§ Job: Pull out every line of the material below that contains the string "curb", and copy each such line in full.

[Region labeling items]
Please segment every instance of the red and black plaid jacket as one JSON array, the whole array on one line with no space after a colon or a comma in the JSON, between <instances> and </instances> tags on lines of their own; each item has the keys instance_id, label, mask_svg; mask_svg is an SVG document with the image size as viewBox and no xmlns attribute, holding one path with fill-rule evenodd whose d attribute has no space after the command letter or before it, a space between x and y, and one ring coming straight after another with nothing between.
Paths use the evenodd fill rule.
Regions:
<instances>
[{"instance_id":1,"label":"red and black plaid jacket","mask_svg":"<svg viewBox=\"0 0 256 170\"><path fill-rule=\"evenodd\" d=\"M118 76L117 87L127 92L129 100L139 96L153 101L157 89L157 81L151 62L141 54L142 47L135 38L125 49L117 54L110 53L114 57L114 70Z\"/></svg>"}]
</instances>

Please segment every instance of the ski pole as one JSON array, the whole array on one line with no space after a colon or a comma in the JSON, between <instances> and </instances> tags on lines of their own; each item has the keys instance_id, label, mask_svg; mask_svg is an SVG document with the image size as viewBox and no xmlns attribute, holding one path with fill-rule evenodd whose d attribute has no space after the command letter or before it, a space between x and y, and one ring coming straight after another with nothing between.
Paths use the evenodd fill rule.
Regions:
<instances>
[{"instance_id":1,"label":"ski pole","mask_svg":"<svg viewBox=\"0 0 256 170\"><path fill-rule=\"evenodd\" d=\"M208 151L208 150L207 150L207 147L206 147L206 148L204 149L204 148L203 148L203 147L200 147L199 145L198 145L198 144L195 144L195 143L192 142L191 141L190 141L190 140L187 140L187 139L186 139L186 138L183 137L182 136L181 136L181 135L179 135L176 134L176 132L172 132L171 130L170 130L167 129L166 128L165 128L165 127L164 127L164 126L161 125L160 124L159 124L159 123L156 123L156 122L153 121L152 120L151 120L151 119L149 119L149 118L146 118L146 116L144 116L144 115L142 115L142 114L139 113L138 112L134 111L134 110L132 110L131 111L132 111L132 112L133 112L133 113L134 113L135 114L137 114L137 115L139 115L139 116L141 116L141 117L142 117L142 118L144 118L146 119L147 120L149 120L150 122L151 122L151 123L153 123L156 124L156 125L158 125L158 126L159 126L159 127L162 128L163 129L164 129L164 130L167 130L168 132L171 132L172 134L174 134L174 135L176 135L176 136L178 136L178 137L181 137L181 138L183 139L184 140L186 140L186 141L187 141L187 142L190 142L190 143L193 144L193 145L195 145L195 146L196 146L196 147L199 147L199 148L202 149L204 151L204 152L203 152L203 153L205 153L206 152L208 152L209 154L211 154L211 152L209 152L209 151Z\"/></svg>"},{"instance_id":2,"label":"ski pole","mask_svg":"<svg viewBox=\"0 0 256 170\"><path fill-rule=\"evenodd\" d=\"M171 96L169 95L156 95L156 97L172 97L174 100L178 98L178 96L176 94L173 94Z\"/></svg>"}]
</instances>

* * *

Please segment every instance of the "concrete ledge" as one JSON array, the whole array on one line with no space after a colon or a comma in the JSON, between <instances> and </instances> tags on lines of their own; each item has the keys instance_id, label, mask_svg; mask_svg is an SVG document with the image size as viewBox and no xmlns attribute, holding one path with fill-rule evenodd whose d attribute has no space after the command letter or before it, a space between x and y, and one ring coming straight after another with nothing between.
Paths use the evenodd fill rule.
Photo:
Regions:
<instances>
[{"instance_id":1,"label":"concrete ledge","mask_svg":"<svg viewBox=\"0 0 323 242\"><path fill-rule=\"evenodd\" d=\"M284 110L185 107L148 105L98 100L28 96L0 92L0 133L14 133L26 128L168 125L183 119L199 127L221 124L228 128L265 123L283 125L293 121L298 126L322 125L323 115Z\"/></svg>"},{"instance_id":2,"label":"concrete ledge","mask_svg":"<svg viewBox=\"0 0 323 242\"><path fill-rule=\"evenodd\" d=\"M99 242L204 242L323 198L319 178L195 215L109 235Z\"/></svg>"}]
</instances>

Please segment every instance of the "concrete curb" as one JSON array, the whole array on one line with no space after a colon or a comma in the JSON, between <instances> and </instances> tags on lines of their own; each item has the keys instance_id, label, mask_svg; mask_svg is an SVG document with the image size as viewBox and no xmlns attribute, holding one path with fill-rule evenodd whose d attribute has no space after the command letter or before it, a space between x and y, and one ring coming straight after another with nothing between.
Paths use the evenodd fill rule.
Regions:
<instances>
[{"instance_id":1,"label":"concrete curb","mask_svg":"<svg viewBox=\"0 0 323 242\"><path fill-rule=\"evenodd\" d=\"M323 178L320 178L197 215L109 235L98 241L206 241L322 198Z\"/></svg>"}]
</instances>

* * *

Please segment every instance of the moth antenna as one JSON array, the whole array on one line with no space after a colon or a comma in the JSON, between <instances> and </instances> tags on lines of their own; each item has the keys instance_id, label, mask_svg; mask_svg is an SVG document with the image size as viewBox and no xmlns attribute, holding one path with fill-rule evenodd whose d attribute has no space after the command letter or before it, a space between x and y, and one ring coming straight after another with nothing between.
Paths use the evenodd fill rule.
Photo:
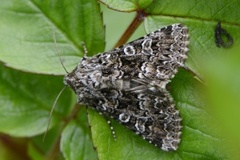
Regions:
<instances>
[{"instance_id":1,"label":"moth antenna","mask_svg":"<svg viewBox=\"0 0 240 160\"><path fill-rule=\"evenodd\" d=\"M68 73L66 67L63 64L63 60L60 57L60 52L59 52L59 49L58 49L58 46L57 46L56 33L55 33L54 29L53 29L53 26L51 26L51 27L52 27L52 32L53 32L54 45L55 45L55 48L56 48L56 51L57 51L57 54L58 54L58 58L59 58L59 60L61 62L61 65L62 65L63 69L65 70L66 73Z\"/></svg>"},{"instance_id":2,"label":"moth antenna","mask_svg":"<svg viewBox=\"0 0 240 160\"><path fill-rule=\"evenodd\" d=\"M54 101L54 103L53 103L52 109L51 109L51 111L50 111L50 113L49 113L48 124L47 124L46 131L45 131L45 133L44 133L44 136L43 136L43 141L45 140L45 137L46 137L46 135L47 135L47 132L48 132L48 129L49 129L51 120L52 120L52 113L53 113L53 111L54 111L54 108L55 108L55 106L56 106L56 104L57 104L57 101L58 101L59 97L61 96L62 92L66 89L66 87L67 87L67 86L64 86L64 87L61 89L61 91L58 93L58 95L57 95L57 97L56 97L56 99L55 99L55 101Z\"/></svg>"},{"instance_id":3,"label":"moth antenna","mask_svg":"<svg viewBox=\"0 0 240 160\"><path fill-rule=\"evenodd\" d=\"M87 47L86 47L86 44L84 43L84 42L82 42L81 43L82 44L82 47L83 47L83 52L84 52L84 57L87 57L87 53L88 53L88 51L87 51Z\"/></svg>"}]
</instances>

§ Result of the task:
Please segment every instance of the "concrete curb" as one JSON array, the whole array on one line with no space after a colon or a comma in the JSON, between <instances> and </instances> tags on lines of their own; each item has the keys instance_id, label, mask_svg; mask_svg is an SVG document with the image size as viewBox and no xmlns attribute, holding one path with fill-rule evenodd whose d attribute has no space after the command letter or before it, a space between x and y, and one ring coming straight after another with nothing between.
[{"instance_id":1,"label":"concrete curb","mask_svg":"<svg viewBox=\"0 0 323 242\"><path fill-rule=\"evenodd\" d=\"M323 178L320 178L197 215L109 235L98 241L206 241L322 198Z\"/></svg>"}]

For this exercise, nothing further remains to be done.